EXCERPTED PASSAGE:
>>

Between the murky sound mix and the cheap-looking newsroom video, it's easy to feel that Tanner is a bit of a mess—that is, until you realize that Altman's freewheeling use of image and sound is the cinematic equivalent of the mess of democracy itself. Tanner is the kind of ensemble comedy that made Altman one of the great maverick filmmakers of the 1970s: People wander in and out of frame, off-camera grumbles overlap with muffled laughter from a separate conversation across the room. But story arcs slowly emerge from the seemingly random exchanges, with that special Altmanian grace that David Edelstein recently noted in his review of The Company.
One of the running gags of the show is that Jack Tanner is always either a victim or a beneficiary of dumb luck; as his tough-talking campaign manager T.J. Cavanaugh (Pamela Reed) observes after yet another photo-op gone wrong, "This man is constantly being overtaken by events." It's only well into the series that we realize that Tanner's passivity is Altman's point. This is not a show about one man's fake candidacy, nor even about the "real" '88 election, but about the American political process and its reliance on the media to court an increasingly fickle electorate. In this clip from early on in the series, Tanner's candidacy gets a sudden boost when he's filmed without his knowledge from beneath a glass coffee table as he gives his exhausted staff an impromptu pep talk on democracy. Once again, the framing is key: Like the voter, the viewer is trapped by a frustratingly limited perspective, straining to see the "real" Jack Tanner through a glass darkly. Nonetheless, the raw, heartbroken patriotism of Jack's speech convinces us that we've glimpsed something genuine—until we realize that his staff cameraman has captured the whole thing on film, to be used as a campaign ad promoting the new Tanner slogan: "For real."
And yet both Trudeau and Altman, peerless satirists though they are, evince a surprising amount of hope in the American political process, reminding us that there's a big difference between satire and cynicism. The series has a fearsomely catchy theme song, written by longtime Altman collaborator Allan Nichols, which re-emerges in various versions throughout—picked by a bluegrass band in Nashville, piped into hotel lobbies as Muzak, screeched by heavy-metal rockers at a Hollywood political rally—encouraging listeners to "Pick the proper candidate/ You can change the course of fate." It's hard not to hear the song's exhortation as a message and to come away tapping your toe while thinking, "Gee, I'd better double-check my voter registration before the primary."

<<

SHORT TASK: Please quote the Tanner excerpt word for word, everything from "Between the murky" down to "of The Company.". The data after this comes from a separate source.

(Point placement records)
>>

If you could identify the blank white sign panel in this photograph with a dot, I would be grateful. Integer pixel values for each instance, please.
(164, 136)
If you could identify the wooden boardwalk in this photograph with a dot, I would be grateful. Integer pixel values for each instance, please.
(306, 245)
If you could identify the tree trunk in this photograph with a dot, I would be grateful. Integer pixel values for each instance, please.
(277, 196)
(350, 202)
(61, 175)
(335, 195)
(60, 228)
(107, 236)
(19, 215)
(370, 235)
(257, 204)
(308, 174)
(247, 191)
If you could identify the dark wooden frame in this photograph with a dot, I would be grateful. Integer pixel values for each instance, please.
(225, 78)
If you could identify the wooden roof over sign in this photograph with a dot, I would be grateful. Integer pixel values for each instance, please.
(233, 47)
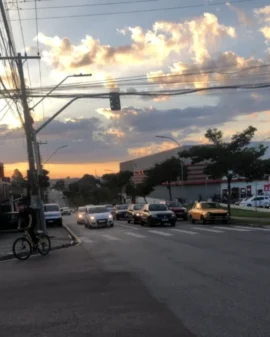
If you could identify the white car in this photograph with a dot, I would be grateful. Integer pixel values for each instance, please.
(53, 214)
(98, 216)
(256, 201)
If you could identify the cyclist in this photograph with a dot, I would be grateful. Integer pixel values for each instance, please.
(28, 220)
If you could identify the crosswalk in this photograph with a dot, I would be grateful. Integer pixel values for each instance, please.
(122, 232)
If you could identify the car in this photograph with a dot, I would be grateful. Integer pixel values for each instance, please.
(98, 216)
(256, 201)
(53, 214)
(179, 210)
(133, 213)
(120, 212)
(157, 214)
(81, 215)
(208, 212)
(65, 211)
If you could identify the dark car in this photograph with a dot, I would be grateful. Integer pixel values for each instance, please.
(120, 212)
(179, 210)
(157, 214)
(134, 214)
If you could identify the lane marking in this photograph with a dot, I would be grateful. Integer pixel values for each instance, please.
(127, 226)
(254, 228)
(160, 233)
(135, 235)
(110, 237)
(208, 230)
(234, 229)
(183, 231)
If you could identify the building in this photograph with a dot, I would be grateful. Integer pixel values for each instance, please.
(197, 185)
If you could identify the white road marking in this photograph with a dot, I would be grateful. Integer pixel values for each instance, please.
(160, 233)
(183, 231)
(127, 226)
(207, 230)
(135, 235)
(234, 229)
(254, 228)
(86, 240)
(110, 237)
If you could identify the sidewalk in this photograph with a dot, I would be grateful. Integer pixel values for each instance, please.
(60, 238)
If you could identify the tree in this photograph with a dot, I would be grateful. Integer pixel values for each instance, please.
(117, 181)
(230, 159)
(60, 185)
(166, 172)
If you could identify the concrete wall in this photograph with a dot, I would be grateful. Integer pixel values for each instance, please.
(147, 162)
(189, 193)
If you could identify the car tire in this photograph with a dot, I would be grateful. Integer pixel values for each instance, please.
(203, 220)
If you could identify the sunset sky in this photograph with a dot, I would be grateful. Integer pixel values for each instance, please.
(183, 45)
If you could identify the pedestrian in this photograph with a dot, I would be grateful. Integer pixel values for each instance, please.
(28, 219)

<<

TASK RESULT:
Between the murky sound mix and the cheap-looking newsroom video, it's easy to feel that Tanner is a bit of a mess—that is, until you realize that Altman's freewheeling use of image and sound is the cinematic equivalent of the mess of democracy itself. Tanner is the kind of ensemble comedy that made Altman one of the great maverick filmmakers of the 1970s: People wander in and out of frame, off-camera grumbles overlap with muffled laughter from a separate conversation across the room. But story arcs slowly emerge from the seemingly random exchanges, with that special Altmanian grace that David Edelstein recently noted in his review of The Company.